• REQUIREMENT 1
Decide whether each statement agrees with the post about the crisis stabilization unit. For each, answer yes or no and quote the words from the post that decide it. (a) The writer spent two days in the ICU. (b) Under the 1013 order, a patient can leave against medical advice. (c) The writer says the problems went away after release.
• REQUIREMENT 2
Carry on the post about the crisis stabilization unit, starting after its last sentence.

-------- SOURCE PASSAGE --------

Crisis Stabilization unit *Caution: TRIGGER??*
I've rejoined the group because I really need some help. Last Friday night I tried to commit suicide by ODing on my wellbutrin and copious amounts of alcohol. I was put in the ER by my MIL for about 5 hours then put into the ICU for two days under a 1013 order (suicide watch, basically you are in custody of the state for 72 hours and can't do an AMA as I found out). They then sent me to a crisis stabilization unit (CSU) up until today when I was released.
Well since I've gotten out my triggers are still here, the stress is still here, all my problems are still here. I feel quite a bit better but my problems are still here. I'm still feeling kind of down (not near as bad as when I was admitted to the ER). I just feel so fragile.

-------- DATA --------

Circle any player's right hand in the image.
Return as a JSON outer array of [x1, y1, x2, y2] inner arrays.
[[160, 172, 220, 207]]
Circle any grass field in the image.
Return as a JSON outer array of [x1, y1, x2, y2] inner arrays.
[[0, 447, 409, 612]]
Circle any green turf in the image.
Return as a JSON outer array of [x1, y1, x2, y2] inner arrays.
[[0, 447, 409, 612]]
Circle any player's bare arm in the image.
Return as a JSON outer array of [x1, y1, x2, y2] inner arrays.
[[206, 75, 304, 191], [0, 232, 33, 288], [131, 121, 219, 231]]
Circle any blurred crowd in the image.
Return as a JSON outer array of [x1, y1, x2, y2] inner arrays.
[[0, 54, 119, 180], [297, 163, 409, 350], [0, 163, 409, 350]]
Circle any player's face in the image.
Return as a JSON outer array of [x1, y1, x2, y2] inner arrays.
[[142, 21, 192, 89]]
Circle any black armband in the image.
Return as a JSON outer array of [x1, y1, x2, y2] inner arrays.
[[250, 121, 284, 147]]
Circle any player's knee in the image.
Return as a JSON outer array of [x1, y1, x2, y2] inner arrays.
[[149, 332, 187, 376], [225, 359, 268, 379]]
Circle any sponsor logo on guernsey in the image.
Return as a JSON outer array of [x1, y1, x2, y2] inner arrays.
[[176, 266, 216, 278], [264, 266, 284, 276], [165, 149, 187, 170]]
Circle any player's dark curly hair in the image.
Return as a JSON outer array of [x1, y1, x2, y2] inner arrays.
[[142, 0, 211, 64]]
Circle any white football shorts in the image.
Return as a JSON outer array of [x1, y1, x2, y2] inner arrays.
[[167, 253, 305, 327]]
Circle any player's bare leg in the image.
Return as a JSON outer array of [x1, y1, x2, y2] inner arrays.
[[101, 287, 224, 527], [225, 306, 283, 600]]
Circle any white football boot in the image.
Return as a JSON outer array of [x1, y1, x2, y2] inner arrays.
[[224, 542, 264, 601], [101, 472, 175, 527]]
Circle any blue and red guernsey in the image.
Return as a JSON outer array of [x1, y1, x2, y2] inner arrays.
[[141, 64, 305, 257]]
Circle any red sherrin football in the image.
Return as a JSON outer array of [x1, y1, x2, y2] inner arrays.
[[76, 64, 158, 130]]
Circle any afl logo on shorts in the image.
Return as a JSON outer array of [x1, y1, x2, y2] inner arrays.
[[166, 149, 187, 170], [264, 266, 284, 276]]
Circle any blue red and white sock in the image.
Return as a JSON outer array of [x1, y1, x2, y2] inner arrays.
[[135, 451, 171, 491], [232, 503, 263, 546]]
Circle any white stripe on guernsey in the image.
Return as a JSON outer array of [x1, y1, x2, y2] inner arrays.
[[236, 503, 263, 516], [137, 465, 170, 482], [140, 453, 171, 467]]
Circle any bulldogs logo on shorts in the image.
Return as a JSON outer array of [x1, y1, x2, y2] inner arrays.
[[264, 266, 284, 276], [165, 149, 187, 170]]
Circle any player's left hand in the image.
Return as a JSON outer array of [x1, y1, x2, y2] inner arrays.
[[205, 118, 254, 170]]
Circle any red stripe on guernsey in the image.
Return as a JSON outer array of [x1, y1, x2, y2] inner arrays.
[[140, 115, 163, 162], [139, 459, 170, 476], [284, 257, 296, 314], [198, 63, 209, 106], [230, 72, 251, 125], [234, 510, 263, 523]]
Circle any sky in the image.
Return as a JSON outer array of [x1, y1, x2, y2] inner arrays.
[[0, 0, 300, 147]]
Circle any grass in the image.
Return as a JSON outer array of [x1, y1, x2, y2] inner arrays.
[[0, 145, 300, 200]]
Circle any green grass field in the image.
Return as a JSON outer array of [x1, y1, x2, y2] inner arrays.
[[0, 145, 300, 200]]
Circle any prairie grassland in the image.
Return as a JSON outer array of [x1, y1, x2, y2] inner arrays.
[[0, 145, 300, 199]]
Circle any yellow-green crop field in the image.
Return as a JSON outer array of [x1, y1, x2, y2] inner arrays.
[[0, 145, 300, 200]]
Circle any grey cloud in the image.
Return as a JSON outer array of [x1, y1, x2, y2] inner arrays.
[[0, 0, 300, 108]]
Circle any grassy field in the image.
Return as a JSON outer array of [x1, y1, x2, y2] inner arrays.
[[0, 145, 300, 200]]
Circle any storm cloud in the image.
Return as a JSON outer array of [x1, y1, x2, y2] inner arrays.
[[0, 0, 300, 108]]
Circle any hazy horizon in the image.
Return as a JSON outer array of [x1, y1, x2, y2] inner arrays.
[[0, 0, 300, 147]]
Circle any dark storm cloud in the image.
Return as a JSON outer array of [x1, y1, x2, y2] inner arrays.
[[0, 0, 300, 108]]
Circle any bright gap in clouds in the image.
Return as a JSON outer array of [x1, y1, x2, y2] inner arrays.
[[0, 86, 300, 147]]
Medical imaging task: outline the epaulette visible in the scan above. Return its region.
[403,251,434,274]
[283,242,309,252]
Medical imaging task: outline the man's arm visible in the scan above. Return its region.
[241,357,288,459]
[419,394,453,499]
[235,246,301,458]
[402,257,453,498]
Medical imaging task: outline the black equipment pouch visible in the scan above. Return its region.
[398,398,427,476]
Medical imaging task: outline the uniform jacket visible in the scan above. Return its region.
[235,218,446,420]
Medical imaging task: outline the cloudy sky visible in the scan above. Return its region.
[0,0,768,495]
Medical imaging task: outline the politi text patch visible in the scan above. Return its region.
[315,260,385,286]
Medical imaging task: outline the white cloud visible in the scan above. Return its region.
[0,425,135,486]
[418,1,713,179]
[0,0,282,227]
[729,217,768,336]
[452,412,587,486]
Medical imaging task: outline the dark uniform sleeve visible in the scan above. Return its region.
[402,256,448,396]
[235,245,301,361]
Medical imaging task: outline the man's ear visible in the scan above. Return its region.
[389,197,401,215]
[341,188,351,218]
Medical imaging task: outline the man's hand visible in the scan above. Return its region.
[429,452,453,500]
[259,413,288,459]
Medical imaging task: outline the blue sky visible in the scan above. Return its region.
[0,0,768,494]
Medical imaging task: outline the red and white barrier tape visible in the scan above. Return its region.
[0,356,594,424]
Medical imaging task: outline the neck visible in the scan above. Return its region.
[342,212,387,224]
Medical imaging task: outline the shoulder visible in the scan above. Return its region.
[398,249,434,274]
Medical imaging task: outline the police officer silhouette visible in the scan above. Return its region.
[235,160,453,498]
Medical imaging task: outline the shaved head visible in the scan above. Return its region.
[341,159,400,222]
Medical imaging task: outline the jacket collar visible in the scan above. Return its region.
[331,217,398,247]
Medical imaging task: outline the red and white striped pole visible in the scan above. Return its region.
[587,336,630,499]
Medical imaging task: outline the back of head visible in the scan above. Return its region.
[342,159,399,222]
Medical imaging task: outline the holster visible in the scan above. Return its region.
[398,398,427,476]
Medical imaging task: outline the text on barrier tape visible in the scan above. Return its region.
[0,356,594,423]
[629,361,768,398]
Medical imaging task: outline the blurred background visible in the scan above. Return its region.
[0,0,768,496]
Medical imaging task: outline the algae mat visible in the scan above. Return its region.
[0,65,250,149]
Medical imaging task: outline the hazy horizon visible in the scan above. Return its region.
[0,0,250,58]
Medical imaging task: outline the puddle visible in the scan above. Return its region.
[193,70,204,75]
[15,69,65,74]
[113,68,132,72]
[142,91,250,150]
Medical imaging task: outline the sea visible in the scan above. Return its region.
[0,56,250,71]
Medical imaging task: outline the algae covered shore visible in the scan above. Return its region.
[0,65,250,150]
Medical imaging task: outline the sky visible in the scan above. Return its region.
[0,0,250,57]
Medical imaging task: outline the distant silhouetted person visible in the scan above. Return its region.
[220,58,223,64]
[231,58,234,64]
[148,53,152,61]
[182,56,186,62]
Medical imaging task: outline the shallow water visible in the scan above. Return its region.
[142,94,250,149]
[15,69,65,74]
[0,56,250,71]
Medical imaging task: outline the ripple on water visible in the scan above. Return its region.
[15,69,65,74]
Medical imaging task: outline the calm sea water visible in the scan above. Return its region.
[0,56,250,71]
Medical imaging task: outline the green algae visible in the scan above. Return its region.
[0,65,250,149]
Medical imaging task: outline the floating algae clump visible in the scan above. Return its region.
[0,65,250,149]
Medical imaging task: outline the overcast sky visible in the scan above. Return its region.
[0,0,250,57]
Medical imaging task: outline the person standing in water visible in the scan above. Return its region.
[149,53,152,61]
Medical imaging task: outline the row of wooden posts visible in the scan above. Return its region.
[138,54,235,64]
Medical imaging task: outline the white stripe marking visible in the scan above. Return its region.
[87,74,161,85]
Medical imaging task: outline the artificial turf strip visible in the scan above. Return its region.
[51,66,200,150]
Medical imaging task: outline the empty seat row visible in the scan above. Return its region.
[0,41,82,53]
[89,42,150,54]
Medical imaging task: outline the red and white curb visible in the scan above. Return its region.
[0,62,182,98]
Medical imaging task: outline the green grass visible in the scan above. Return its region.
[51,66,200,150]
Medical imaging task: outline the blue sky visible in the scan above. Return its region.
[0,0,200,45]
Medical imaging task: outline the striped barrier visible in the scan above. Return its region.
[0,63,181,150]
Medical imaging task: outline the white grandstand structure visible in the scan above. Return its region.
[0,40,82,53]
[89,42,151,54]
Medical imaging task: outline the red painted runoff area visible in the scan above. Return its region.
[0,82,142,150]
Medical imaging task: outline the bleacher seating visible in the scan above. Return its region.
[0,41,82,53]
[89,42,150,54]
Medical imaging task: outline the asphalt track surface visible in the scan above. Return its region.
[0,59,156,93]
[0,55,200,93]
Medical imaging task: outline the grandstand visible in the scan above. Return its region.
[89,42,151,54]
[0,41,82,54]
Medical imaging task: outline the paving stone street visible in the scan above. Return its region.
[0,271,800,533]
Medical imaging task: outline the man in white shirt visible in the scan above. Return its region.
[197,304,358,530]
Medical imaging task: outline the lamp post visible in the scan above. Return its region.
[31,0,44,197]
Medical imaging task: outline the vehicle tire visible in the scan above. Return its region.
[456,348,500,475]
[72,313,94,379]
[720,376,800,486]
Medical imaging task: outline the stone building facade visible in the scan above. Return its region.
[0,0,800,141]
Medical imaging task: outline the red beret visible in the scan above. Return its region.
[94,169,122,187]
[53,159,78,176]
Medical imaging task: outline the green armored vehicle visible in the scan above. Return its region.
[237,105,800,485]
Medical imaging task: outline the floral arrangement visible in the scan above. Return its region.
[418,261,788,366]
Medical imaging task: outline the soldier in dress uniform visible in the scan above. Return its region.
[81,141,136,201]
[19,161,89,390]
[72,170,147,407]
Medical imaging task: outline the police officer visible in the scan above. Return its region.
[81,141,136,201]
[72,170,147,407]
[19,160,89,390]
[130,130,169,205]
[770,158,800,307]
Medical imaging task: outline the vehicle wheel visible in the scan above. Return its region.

--------

• YOUR RESPONSE 1
(a) Yes: "put into the ICU for two days under a 1013 order"
(b) No: "can't do an AMA as I found out"
(c) No: "all my problems are still here"

• YOUR RESPONSE 2
I was wondering how you ladies cope with the everyday stressors and triggers? I just feel so overwhelmed and like I need someone to fix everything for me because I feel like I can't. I don't know why I posted this it just helps to have people that understand talk to me. My DH doesn't really get it cause he's does not have mental illness or anything. I just feel like I need support.
Anyone with any advice, kind words, comments, anything helpful is welcome to respond. I just don't want to feel alone in this!
Also my diagnosis is Bi-polar and BPD. TYIA ladies!